GIVEN PROBLEM: Reproduce every line of the listing as written, apart from the pictures.

───── TASK DATA ─────

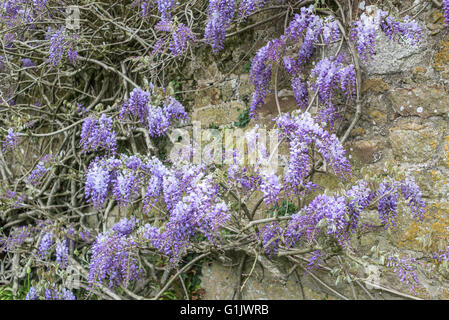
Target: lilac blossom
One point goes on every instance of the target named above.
(247, 7)
(270, 235)
(98, 179)
(16, 238)
(114, 260)
(32, 294)
(405, 269)
(46, 243)
(179, 37)
(38, 173)
(387, 203)
(301, 131)
(260, 73)
(300, 92)
(97, 134)
(314, 260)
(165, 7)
(62, 253)
(270, 187)
(446, 11)
(11, 140)
(220, 14)
(358, 198)
(60, 44)
(28, 63)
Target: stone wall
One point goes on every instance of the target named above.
(404, 122)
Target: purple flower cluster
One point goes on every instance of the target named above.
(136, 105)
(97, 134)
(114, 257)
(11, 140)
(261, 69)
(301, 131)
(304, 26)
(32, 294)
(330, 74)
(98, 179)
(308, 27)
(364, 35)
(358, 198)
(270, 187)
(270, 235)
(247, 7)
(16, 238)
(314, 260)
(46, 243)
(364, 31)
(62, 253)
(28, 63)
(220, 13)
(179, 37)
(408, 29)
(199, 210)
(165, 7)
(446, 11)
(39, 171)
(388, 203)
(328, 212)
(60, 45)
(300, 92)
(156, 118)
(53, 294)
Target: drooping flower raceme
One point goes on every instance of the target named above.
(270, 235)
(60, 45)
(261, 68)
(247, 7)
(364, 31)
(179, 35)
(446, 11)
(98, 179)
(301, 131)
(220, 14)
(405, 269)
(46, 243)
(97, 134)
(11, 140)
(114, 257)
(156, 118)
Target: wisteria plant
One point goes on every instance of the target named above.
(94, 103)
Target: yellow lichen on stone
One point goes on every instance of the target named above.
(441, 58)
(374, 85)
(432, 234)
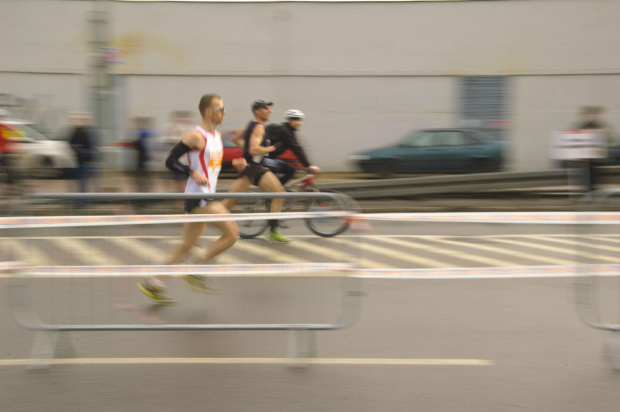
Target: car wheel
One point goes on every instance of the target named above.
(47, 169)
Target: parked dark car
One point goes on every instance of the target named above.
(435, 151)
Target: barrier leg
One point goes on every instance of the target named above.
(43, 349)
(301, 346)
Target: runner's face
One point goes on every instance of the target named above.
(264, 113)
(217, 111)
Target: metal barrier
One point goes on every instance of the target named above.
(301, 339)
(593, 298)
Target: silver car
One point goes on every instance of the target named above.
(38, 155)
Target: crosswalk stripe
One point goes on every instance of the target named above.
(425, 261)
(89, 254)
(332, 253)
(146, 252)
(364, 262)
(567, 251)
(548, 259)
(274, 255)
(576, 242)
(523, 255)
(456, 254)
(605, 239)
(197, 252)
(31, 254)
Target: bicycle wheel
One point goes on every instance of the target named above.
(326, 226)
(249, 229)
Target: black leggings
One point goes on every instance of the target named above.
(280, 168)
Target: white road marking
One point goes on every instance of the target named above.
(255, 361)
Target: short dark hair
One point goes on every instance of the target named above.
(205, 102)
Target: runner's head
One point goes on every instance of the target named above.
(211, 107)
(295, 118)
(262, 110)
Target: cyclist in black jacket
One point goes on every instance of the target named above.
(285, 134)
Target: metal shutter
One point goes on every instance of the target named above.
(484, 104)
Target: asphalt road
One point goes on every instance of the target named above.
(499, 344)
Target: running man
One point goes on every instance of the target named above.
(204, 150)
(252, 140)
(286, 133)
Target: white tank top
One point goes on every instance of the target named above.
(207, 161)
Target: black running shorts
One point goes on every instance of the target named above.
(254, 172)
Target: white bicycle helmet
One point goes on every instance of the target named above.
(294, 114)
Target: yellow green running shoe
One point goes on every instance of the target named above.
(157, 295)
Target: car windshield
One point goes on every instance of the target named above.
(418, 139)
(32, 133)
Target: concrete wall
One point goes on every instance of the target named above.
(365, 73)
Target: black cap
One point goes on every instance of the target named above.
(259, 104)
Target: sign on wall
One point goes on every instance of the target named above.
(578, 144)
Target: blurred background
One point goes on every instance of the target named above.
(366, 74)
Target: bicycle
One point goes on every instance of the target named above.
(321, 226)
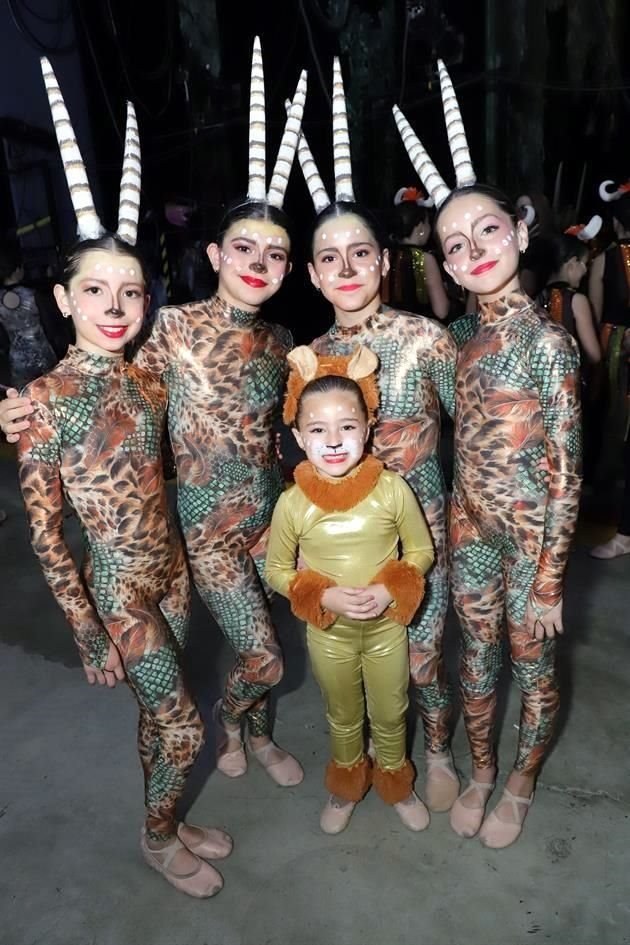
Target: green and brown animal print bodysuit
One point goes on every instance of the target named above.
(95, 439)
(517, 404)
(225, 370)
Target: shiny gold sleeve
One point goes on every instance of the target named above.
(304, 588)
(404, 578)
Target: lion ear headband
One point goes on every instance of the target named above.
(89, 225)
(460, 153)
(257, 187)
(344, 189)
(306, 366)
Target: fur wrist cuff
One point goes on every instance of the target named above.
(406, 585)
(305, 597)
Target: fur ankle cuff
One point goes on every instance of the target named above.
(350, 783)
(394, 786)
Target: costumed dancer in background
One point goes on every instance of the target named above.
(561, 298)
(609, 291)
(345, 517)
(30, 352)
(414, 281)
(538, 217)
(517, 402)
(417, 366)
(94, 438)
(225, 370)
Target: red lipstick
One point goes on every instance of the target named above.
(484, 267)
(113, 331)
(254, 282)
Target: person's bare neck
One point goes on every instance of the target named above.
(351, 319)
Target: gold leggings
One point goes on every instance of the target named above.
(348, 658)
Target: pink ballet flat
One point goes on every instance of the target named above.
(336, 815)
(440, 793)
(284, 770)
(202, 882)
(413, 813)
(497, 833)
(466, 821)
(210, 844)
(231, 763)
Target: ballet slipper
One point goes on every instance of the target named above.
(202, 882)
(466, 821)
(440, 793)
(617, 546)
(231, 763)
(285, 770)
(413, 813)
(210, 844)
(497, 833)
(336, 815)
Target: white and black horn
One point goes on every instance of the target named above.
(257, 186)
(592, 228)
(130, 182)
(89, 225)
(608, 195)
(344, 190)
(460, 152)
(314, 182)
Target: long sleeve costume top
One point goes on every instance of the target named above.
(225, 371)
(416, 367)
(350, 545)
(517, 401)
(95, 439)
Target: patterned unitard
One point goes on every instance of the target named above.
(354, 543)
(225, 371)
(517, 402)
(417, 366)
(95, 439)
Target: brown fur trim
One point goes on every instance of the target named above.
(350, 783)
(305, 597)
(406, 585)
(394, 786)
(328, 364)
(338, 495)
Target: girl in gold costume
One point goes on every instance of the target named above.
(345, 518)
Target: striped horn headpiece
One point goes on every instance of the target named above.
(460, 153)
(257, 187)
(586, 231)
(344, 190)
(89, 225)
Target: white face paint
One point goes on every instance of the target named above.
(332, 431)
(107, 301)
(348, 263)
(480, 244)
(251, 261)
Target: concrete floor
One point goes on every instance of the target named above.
(71, 802)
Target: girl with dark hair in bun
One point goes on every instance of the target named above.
(511, 525)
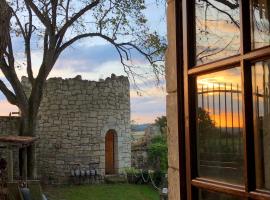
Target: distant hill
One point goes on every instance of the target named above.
(139, 127)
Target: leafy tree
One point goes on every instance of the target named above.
(58, 24)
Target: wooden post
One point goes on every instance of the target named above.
(10, 164)
(24, 169)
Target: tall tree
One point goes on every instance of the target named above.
(59, 24)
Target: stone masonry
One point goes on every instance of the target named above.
(74, 117)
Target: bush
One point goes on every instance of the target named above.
(158, 153)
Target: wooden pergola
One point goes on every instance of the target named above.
(16, 142)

─────

ANSWER:
Target: lilac blossom
One point goes on every instance of the target named above.
(247, 7)
(270, 235)
(98, 179)
(16, 238)
(114, 260)
(32, 294)
(405, 269)
(46, 243)
(179, 37)
(38, 173)
(387, 203)
(301, 131)
(260, 73)
(300, 92)
(97, 134)
(314, 260)
(165, 7)
(62, 253)
(270, 187)
(446, 11)
(11, 140)
(220, 14)
(358, 198)
(60, 44)
(28, 63)
Target: stone wall
One point goes on every instance of the target named above.
(404, 122)
Target: purple flower cluster
One point goes on every instance of the target named above.
(136, 105)
(97, 134)
(114, 257)
(11, 140)
(261, 69)
(301, 131)
(304, 26)
(32, 294)
(330, 74)
(98, 179)
(308, 27)
(364, 35)
(358, 198)
(270, 187)
(270, 235)
(247, 7)
(16, 238)
(314, 260)
(46, 243)
(364, 31)
(62, 253)
(28, 63)
(220, 13)
(179, 37)
(408, 29)
(199, 210)
(165, 7)
(446, 11)
(39, 171)
(388, 203)
(328, 212)
(60, 45)
(300, 92)
(156, 118)
(53, 294)
Target: drooping flower raceme
One point goes on every instance of the target named above.
(270, 235)
(60, 45)
(261, 68)
(247, 7)
(364, 31)
(179, 35)
(446, 11)
(98, 179)
(301, 131)
(220, 14)
(405, 269)
(46, 243)
(97, 134)
(11, 140)
(114, 257)
(156, 118)
Target: wisteria plant
One point goes on every instance of the target named above.
(94, 103)
Target: yellow lichen on stone
One point goes on every instance of the target named above.
(441, 58)
(374, 85)
(432, 234)
Target: car wheel
One point goes on every instance of the target named above.
(47, 169)
Target: parked dark car
One point goes on every instance of the target named above.
(435, 151)
Target: barrier leg
One point goes on every instance of the target named above.
(43, 349)
(301, 346)
Target: runner's face
One point goes on every instance of the target named above.
(264, 113)
(217, 111)
Target: metal barrier
One point goes on every instance of the target named above.
(301, 339)
(593, 298)
Target: silver car
One point goes on every instance of the target named above.
(38, 155)
Target: crosswalk stripe
One point goes on every instance of the target named above.
(425, 261)
(89, 254)
(332, 253)
(146, 252)
(364, 262)
(567, 251)
(548, 259)
(274, 255)
(576, 242)
(523, 255)
(456, 254)
(605, 239)
(197, 252)
(31, 254)
Target: bicycle wheel
One point goes on every instance of the target named above.
(326, 226)
(249, 229)
Target: black leggings
One point goes on every instance of the target named above.
(280, 168)
Target: white road marking
One point goes on every instance of the target named above.
(255, 361)
Target: short dark hair
One point goes on every instance of the target named above.
(205, 102)
Target: runner's head
One point goes on every instance of the target named above.
(211, 107)
(295, 118)
(262, 110)
Target: cyclist in black jacket
One point goes on every instance of the target named above.
(285, 134)
Target: metal shutter
One point goes on every instance of the target named above.
(484, 104)
Target: asphalt road
One point goes on every instance of the target named above.
(499, 344)
Target: running man
One point goes on every instance of the target named above.
(204, 150)
(252, 140)
(286, 133)
Target: white tank top
One point goes on every instance of the target named above.
(207, 161)
Target: black running shorts
One point goes on every instance of the target named above.
(254, 172)
Target: white bicycle helmet
One point goes on every instance of the target named above.
(294, 114)
Target: yellow green running shoe
One point goes on every instance of the target named above.
(157, 295)
Target: car windshield
One point goes on every instance of the target named above.
(418, 139)
(32, 133)
Target: concrete wall
One point goes on every instance of the target named above.
(365, 73)
Target: black cap
One point goes on every instance of the target named above.
(259, 104)
Target: sign on wall
One point goes on every instance of the target named above.
(578, 144)
Target: blurred background
One point goes on every instance of the target named above.
(366, 74)
Target: bicycle
One point goes on every instance of the target named above.
(321, 226)
Target: green and brown animal print bodysuit
One point goes on every instance of the target named above.
(95, 439)
(517, 404)
(225, 370)
Target: shiny gold sleeve
One point goes on every instance of the target named above.
(304, 588)
(404, 578)
Target: lion ear headband
One point goes on every instance of the target named above.
(89, 225)
(460, 153)
(257, 187)
(344, 189)
(306, 366)
Target: fur wrist cuff
One point goes on every instance of the target named above.
(406, 585)
(305, 597)
Target: fur ankle cuff
One point goes on every instance of the target named above.
(350, 783)
(394, 786)
Target: costumed dancer in background
One point goes on every instance of the target named above.
(561, 298)
(609, 291)
(345, 517)
(30, 352)
(414, 281)
(538, 217)
(517, 402)
(417, 366)
(94, 438)
(225, 370)
Target: red lipstick
One point goes on every instance of the target named above.
(484, 267)
(113, 331)
(254, 282)
Target: person's bare neck
One point goes on every instance of the target named above.
(351, 319)
Target: gold leggings
One point goes on every instance of the target named above.
(348, 658)
Target: pink ballet flat
One point goes on every instance of the target named above.
(336, 815)
(440, 793)
(284, 770)
(202, 882)
(413, 813)
(497, 833)
(466, 821)
(210, 844)
(231, 763)
Target: ballet slipper
One point goes on every instance of the target named above.
(202, 882)
(466, 821)
(440, 793)
(617, 546)
(231, 763)
(285, 770)
(413, 813)
(210, 844)
(497, 833)
(336, 815)
Target: white and black horn
One point goes on every instance of the target named above.
(257, 186)
(592, 228)
(130, 182)
(89, 225)
(608, 195)
(344, 190)
(460, 152)
(314, 182)
Target: long sleeve costume top
One point goes on every instance of the target named above.
(225, 371)
(416, 367)
(350, 545)
(517, 401)
(95, 439)
Target: patterned unitard
One point goes on every instance of the target named above.
(354, 543)
(225, 371)
(517, 402)
(417, 366)
(95, 439)
Target: brown fur trim
One point goes on every instance of the target named above.
(350, 783)
(305, 597)
(406, 585)
(394, 786)
(328, 364)
(338, 495)
Target: girl in gold costume
One point goes on every instance of the target named above.
(345, 518)
Target: striped horn headpiece
One point goes on every instance of the target named above.
(460, 153)
(257, 187)
(586, 231)
(344, 190)
(89, 225)
Target: white face paint
One point goes on every instance of the target named above.
(332, 431)
(107, 301)
(348, 263)
(480, 244)
(251, 261)
Target: concrete floor
One point goes on every instance of the target named above.
(71, 802)
Target: girl with dark hair in bun
One point goes on every instance of the target named above.
(511, 525)
Target: distant hill
One point goes on every instance of the target named above.
(139, 127)
Target: leafy tree
One point goes on every instance of the target named above.
(58, 24)
Target: wooden post
One point goes on every instance of the target named above.
(10, 164)
(24, 169)
Target: tall tree
One point goes on every instance of the target named above.
(59, 24)
Target: stone masonry
One point goes on every instance of the target named above.
(74, 117)
Target: bush
One point goes on every instance of the target named above.
(158, 153)
Target: wooden pergola
One point goes on every instance of the target named above.
(16, 142)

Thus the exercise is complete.